## [TASK DIRECTIONS]
Update each item below by changing "brick" to "stone" wherever it appears, and keep everything else unchanged. Please omit the pictures from your answer.

## [Image object location items]
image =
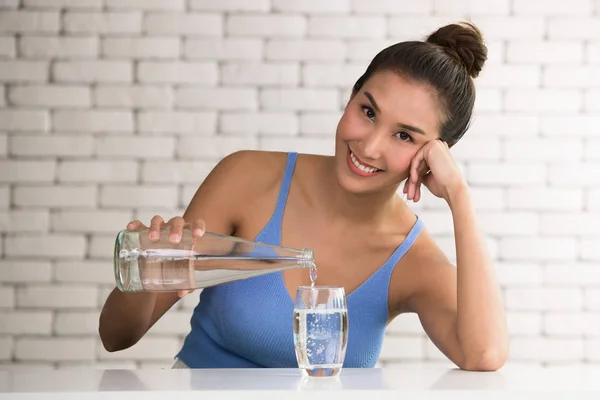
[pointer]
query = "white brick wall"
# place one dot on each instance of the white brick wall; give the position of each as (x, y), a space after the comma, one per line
(112, 110)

## [OUTPUT OF THE EXERCISE]
image =
[pointer]
query = "white stone wall"
# place one dot on each instance of the white stone wall; give the position of each as (x, y), a space after the comma, one per line
(112, 110)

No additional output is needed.